= Extract to read =
It’s a conspicuous videogame mechanic that defied the standards of the day, and it’s the first sign that Resident Evil 4 is forever a slave to gameplay. Reality be damned, the controls make it scarier; besides, you’re here to point a shotgun at Jaws, Leatherface, animated suits of armour, The Lord Of The Rings’ cave trolls, an army of villagers driven insane by The Thing, and a creature from Predator who fights like The Terminator. You’re here to dodge the boulder from Raiders Of The Lost Ark, to ride the minecart from Temple Of Doom, to see a friend die like Bishop in Aliens. You’re here to win bottlecap action figures and dress like a 1930s mobster with a laser gun. You’re here to rescue the president’s daughter, for goodness’ sake. Resident Evil 4 is shamelessly, unapologetically a videogame, and it celebrates it by plagiarising a dozen Hollywood movies, using QTEs as an answer for everything and putting a lava lake in the middle of a medieval castle.

Resident Evil 4 is a reminder of the days before the madness of San Andreas was replaced by the sobriety of GTAIV, when Lara Croft was fighting dinosaurs rather than rapists. It’s a game filled with nonsensical flights of fantasy and heavy with indulgences the likes of which only a Shinji Mikami could get away with in a company as large as Capcom. There are cutscenes most players will never see, Easter eggs few will ever discover and entire systems built for fleeting moments then discarded forever – movable bookcases for a siege, a boat for a three-minute boss fight, weaponised lanterns for Ashley’s brief interlude, a jet ski for the final escape – and all of them are executed flawlessly.

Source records

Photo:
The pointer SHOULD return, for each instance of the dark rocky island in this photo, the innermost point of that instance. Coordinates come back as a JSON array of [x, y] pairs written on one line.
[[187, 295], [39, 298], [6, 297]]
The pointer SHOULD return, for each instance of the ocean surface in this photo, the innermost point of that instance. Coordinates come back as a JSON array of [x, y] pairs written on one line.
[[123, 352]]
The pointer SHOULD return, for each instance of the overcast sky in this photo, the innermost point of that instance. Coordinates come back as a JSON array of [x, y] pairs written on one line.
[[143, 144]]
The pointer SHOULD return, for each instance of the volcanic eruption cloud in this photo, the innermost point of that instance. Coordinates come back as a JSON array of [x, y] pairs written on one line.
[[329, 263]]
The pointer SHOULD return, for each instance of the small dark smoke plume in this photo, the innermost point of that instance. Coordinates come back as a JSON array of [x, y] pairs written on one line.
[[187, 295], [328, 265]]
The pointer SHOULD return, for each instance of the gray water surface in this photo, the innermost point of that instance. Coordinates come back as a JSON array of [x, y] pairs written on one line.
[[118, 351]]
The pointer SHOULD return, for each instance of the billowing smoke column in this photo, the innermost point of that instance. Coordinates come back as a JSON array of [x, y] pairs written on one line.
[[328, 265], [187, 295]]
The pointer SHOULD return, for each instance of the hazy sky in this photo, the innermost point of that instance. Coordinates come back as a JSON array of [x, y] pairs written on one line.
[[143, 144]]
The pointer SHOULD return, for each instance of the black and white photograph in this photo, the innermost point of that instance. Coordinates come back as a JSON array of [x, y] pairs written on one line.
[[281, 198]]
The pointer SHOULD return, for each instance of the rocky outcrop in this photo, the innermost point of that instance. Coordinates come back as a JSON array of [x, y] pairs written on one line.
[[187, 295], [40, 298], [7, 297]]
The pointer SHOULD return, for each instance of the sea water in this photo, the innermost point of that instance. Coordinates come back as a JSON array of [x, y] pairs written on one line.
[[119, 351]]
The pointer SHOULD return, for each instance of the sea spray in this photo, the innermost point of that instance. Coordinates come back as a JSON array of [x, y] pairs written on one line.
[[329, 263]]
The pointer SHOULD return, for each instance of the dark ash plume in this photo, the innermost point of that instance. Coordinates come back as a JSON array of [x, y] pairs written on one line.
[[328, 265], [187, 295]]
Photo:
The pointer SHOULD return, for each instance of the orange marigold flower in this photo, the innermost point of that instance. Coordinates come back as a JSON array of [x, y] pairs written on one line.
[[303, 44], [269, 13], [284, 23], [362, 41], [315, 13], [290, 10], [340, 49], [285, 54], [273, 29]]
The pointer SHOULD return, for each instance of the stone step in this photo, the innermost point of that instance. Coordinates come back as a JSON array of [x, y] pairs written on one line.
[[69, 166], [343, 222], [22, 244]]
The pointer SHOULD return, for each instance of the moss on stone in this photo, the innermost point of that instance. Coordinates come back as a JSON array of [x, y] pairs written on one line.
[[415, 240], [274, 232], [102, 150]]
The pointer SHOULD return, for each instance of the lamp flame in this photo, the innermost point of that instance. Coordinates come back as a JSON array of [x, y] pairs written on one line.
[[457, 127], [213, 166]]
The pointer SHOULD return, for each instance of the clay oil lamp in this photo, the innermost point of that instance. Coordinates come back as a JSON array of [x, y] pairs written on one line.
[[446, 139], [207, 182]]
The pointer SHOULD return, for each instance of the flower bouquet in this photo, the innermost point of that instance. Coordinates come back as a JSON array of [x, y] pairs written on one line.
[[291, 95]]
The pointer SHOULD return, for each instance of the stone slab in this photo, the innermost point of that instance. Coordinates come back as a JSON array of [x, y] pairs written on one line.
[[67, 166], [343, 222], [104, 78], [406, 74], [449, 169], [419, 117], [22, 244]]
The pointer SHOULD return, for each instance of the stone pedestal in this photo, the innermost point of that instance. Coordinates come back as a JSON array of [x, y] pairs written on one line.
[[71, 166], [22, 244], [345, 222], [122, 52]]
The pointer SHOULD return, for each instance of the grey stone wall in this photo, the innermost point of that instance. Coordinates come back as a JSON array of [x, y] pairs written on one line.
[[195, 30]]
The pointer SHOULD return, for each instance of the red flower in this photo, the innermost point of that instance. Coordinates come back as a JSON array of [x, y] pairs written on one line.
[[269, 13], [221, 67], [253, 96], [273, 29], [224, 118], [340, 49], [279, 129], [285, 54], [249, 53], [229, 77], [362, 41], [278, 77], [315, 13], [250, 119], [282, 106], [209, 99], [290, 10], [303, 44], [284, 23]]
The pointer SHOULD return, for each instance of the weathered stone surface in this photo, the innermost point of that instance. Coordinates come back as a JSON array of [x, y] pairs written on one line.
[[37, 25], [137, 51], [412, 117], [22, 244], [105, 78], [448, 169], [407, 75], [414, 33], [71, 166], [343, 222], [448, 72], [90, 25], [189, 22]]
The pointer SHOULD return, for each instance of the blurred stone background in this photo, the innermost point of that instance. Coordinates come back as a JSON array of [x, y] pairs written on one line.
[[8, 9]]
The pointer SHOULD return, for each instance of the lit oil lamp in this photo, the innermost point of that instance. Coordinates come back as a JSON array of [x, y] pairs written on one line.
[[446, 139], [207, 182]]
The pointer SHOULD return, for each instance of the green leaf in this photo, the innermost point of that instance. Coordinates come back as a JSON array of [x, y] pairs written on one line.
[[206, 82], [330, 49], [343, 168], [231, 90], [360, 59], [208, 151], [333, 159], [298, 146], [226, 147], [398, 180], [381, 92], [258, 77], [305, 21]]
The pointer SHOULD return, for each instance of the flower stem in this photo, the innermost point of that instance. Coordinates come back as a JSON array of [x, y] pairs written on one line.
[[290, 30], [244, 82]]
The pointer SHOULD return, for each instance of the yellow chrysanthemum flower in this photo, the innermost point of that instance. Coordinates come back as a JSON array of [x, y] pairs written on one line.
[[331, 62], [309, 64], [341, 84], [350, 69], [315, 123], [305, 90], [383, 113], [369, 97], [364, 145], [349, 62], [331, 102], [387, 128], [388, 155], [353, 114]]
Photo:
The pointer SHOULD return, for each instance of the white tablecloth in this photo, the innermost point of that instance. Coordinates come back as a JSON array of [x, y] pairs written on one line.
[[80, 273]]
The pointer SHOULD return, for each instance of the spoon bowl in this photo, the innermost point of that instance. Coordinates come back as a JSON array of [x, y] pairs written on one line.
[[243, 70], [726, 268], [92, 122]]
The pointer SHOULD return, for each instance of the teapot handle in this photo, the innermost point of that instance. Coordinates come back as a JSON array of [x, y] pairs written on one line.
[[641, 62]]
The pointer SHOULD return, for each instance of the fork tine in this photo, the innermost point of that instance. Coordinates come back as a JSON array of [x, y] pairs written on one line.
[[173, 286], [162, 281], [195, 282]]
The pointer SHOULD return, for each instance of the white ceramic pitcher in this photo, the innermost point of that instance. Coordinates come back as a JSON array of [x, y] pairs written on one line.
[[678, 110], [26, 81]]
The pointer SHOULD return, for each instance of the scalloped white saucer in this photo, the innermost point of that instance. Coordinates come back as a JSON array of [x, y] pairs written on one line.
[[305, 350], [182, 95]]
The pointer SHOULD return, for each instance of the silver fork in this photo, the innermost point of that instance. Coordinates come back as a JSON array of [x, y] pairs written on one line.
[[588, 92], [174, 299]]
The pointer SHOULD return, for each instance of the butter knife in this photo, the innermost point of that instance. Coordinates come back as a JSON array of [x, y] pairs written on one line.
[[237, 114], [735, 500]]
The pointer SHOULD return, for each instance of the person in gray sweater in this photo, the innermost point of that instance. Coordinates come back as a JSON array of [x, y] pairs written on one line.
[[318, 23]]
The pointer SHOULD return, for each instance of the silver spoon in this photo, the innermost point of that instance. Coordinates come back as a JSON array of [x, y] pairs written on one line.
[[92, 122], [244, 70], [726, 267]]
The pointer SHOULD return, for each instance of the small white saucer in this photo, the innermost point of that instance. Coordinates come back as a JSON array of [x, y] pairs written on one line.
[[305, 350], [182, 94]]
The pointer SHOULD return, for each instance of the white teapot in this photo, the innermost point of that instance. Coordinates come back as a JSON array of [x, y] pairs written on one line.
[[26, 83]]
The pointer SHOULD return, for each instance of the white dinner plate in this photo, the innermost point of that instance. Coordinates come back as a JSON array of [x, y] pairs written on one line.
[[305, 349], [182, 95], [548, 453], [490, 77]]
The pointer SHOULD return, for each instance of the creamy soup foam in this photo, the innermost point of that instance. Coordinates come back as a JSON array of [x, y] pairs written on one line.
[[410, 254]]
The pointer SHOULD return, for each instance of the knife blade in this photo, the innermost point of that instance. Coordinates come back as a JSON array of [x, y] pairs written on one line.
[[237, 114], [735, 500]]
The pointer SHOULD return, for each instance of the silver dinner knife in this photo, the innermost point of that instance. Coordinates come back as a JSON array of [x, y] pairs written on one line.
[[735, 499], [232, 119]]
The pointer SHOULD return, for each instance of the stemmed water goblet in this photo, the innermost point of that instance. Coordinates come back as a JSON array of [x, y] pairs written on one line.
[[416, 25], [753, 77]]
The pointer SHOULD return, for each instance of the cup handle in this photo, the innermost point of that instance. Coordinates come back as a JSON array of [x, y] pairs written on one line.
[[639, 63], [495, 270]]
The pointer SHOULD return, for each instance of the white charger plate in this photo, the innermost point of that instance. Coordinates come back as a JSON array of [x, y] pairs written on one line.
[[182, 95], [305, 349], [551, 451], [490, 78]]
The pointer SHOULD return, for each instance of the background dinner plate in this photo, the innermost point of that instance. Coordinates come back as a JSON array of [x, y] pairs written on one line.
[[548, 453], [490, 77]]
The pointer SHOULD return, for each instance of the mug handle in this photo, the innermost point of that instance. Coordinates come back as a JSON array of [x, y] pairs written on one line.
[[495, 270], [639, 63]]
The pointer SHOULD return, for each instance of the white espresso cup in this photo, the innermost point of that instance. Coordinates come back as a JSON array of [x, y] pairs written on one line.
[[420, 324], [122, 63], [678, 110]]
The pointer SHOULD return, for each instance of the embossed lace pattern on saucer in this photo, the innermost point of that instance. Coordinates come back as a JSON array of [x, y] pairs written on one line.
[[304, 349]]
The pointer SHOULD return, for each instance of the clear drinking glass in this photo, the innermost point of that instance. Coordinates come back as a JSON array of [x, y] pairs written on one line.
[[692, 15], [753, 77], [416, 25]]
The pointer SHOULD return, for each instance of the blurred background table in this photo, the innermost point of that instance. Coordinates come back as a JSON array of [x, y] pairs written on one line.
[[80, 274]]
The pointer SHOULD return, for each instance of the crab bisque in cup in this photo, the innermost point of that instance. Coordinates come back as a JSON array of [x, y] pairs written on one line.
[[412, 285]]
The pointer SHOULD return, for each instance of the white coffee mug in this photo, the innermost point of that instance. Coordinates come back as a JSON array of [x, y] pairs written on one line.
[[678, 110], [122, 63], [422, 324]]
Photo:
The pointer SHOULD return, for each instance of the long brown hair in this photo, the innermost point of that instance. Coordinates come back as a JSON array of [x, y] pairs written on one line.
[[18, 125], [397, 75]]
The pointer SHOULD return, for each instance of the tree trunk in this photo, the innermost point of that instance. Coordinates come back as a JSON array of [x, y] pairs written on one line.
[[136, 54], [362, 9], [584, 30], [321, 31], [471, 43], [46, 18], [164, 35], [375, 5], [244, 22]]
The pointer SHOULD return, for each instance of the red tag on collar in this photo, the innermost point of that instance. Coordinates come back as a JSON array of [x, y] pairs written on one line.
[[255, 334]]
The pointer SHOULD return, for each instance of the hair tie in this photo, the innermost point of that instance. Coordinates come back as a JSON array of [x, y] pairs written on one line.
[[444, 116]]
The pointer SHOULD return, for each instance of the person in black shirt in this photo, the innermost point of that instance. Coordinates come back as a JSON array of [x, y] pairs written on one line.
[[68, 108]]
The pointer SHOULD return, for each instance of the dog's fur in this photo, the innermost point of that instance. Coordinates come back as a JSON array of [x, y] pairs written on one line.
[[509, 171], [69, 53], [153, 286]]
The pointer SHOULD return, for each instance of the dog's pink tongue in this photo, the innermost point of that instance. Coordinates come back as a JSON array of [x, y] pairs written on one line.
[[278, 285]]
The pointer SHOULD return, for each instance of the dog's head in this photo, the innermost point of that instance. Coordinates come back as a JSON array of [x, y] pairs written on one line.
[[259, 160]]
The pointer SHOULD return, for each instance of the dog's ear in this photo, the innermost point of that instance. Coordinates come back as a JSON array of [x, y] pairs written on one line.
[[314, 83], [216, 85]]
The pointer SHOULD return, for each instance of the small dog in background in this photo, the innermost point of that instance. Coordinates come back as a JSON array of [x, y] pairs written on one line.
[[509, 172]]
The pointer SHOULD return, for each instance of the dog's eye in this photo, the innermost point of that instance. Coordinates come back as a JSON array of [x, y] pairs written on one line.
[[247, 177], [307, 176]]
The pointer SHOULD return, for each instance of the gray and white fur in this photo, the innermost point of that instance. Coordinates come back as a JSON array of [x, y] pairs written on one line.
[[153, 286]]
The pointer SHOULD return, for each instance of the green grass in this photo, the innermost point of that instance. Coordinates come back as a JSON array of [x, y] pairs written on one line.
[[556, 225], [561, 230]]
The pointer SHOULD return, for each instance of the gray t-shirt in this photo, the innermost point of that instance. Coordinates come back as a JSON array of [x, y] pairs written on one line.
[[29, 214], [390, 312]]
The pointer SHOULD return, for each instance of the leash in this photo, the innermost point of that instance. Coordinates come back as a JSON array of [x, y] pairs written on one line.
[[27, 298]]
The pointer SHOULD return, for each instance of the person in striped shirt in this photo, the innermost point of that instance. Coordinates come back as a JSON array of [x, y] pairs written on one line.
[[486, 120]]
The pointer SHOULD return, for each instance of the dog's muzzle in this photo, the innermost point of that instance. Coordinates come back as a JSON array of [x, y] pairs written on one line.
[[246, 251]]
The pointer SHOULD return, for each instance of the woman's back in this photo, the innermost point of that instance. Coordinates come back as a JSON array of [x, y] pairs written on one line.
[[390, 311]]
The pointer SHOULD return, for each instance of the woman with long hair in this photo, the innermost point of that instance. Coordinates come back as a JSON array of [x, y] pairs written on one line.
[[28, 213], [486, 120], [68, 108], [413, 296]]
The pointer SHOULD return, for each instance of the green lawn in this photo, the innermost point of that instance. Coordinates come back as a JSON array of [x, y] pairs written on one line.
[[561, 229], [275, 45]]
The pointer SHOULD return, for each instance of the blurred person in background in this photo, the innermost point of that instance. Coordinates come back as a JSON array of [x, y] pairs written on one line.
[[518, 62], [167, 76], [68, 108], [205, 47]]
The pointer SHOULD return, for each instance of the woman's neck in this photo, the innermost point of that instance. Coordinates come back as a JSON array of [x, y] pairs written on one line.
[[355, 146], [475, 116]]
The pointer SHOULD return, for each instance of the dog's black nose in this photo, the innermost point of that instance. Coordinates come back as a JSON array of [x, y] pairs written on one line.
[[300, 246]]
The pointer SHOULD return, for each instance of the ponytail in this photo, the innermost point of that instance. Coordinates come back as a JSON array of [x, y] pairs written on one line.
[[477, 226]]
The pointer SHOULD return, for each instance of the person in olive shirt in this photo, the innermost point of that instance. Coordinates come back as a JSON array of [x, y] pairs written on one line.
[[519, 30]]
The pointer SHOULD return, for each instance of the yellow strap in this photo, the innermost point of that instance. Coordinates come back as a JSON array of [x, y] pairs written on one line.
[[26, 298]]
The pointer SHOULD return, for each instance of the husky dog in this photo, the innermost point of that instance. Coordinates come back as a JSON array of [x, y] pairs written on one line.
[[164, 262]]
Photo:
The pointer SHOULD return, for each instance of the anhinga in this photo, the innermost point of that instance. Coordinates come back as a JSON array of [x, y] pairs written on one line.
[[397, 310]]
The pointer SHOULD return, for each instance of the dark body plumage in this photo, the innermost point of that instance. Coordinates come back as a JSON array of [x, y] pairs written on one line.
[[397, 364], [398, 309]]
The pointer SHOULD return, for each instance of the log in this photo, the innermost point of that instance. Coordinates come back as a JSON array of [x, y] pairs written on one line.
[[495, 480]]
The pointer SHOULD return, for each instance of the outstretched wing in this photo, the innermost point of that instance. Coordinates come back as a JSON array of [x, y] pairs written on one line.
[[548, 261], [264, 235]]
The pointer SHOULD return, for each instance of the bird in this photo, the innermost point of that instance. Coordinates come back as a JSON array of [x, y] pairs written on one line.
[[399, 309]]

= Work instruction =
Transcribe the Resident Evil 4 passage above word for word, starting at "Resident Evil 4 is a" and ending at "are executed flawlessly.".

= Exercise answer =
Resident Evil 4 is a reminder of the days before the madness of San Andreas was replaced by the sobriety of GTAIV, when Lara Croft was fighting dinosaurs rather than rapists. It’s a game filled with nonsensical flights of fantasy and heavy with indulgences the likes of which only a Shinji Mikami could get away with in a company as large as Capcom. There are cutscenes most players will never see, Easter eggs few will ever discover and entire systems built for fleeting moments then discarded forever – movable bookcases for a siege, a boat for a three-minute boss fight, weaponised lanterns for Ashley’s brief interlude, a jet ski for the final escape – and all of them are executed flawlessly.